• Texto extraído:
........

Ângelo Augusto Araújo1; Anselmo Mariano Fontes2; Vitalina Martins de Araújo Neta3; José Fernando C. Junior4; Max Rollemberg Góis5
DOI: 10.1590/S0004-27492004000300029
RESUMO
O melanoma maligno de úvea é uma doença muito rara antes dos 30 anos de idade. Este é um relato de um caso de melanoma epitelióide de coróide em adolescente de 12 anos cujo diagnóstico presuntivo foi realizado por exame clínico, ressonância e ultra-sonografia sendo confirmado por meio de exame anatomopatológico.
Descritores: Melanoma; Neoplasias da coróide; Neoplasias da úvea; Imagem por ressonância magnética; Relato de caso
ABSTRACT
Uveal malignant melanoma is uncommon before thirty years of age. This is a case report of a 12-year-old girl with choroidal epithelioid melanoma whose presumptive diagnostic was made by clinical examination, magnetic resonance imaging and ultrasound and was confirmed by anatomopathological examination.

........

(Registros extraídos)

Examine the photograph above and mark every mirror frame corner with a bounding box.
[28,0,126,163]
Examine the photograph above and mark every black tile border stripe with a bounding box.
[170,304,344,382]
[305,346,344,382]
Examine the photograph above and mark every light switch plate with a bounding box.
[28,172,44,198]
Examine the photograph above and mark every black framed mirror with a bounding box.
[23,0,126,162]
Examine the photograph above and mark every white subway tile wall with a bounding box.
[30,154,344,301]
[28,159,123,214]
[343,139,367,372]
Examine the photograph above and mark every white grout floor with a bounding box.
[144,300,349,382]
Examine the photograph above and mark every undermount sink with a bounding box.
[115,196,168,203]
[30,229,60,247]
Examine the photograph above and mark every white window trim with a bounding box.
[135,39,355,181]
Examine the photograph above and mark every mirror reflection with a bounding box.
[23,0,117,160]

........

• O que fazer:
1. Redigite, sem nenhuma alteração, o trecho do relato de caso de melanoma de coróide que se inicia com as palavras contendo "Ângelo Augusto Araújo1;" e se encerra com "de exame anatomopatológico.".
2. Prolongue o relato de caso de melanoma de coróide, começando logo após a última frase apresentada.

• Respostas:
1.
Ângelo Augusto Araújo1; Anselmo Mariano Fontes2; Vitalina Martins de Araújo Neta3; José Fernando C. Junior4; Max Rollemberg Góis5
DOI: 10.1590/S0004-27492004000300029
RESUMO
O melanoma maligno de úvea é uma doença muito rara antes dos 30 anos de idade. Este é um relato de um caso de melanoma epitelióide de coróide em adolescente de 12 anos cujo diagnóstico presuntivo foi realizado por exame clínico, ressonância e ultra-sonografia sendo confirmado por meio de exame anatomopatológico.

2.
Keywords: Melanoma; Choroid neoplasms; Uveal neoplasms; Magnetic resonance imaging; Case report
INTRODUÇÃO
O melanoma maligno de coróide é uma doença muito rara antes dos 30 anos de idade(1-3). Estudos(2,4-6) demonstram que o acometimento antes desta faixa etária corresponde a aproximadamente 1-15 casos em 1000. A maioria dos pacientes com essa patologia está acima dos 50 anos de idade(1,3-4).
Neste relato, demonstra-se a importância dos exames complementares e de um bom discernimento clínico para melhor definição quanto a diagnóstico e terapêutica, já que o melanoma epitelial de coróide é um tumor que reserva pior prognóstico(5) entre os tipos de melanomas de coróide.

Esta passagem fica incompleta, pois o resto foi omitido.